> _Data for the task_
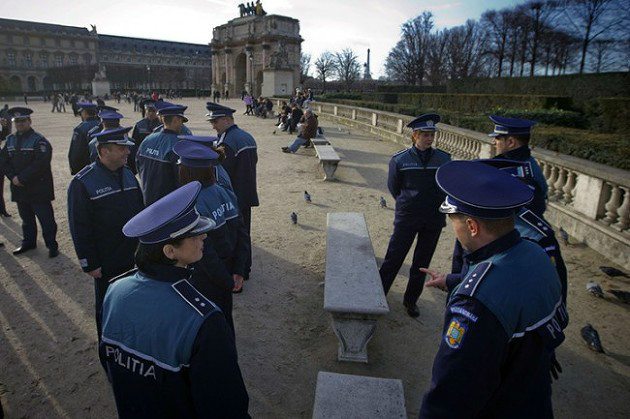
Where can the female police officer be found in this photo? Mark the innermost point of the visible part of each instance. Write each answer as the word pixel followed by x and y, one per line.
pixel 168 350
pixel 220 271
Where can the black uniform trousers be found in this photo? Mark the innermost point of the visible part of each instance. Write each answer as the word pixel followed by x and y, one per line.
pixel 246 212
pixel 44 213
pixel 400 243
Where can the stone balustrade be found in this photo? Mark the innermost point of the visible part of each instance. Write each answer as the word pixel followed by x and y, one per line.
pixel 590 201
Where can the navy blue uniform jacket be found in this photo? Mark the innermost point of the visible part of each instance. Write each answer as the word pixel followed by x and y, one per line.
pixel 157 165
pixel 79 154
pixel 168 350
pixel 100 202
pixel 501 325
pixel 28 156
pixel 412 183
pixel 241 157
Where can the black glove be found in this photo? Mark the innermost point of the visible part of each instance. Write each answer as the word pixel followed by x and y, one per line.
pixel 556 368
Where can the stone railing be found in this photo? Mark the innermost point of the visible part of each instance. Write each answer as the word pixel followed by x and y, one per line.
pixel 590 201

> _Instructions to follow_
Set down the lines of the records above exactly, apart from the pictures.

> _Result of this task_
Where can the female police officer be found in this photo? Mark the innermost point of the visible part of each instance. Write each answer as the word pixel followed by x and y, one per line.
pixel 168 350
pixel 220 271
Where can the black uniform trousers be found in this photo? Mark the innermost point of the visible part of each instance. Write each answer as the word pixel followed by x and y, one per line.
pixel 246 212
pixel 44 213
pixel 400 243
Where can the stone balustrade be found in this photo? Mark the innermost point of the visible part of each instance. Write each answer as the word pixel followed by x and y, one per line.
pixel 590 201
Where can the navy blue uniform jacket be found in this photo? Mark the innermost point of the visible part of each instance. Write each answer as the word pixel followed by x and y, one per line.
pixel 157 165
pixel 79 154
pixel 168 350
pixel 100 202
pixel 501 325
pixel 28 156
pixel 412 183
pixel 241 157
Where can the black glove be found in this photo? Mark the innermost point of the visible part of each instance. Write each answer as the word pixel followed by x and y, one per line.
pixel 556 368
Where can the stone railing be found in this photo? Mark the innermost point of the visible part of each instance. Write each answer as the word pixel followed by x and y, one per line.
pixel 590 201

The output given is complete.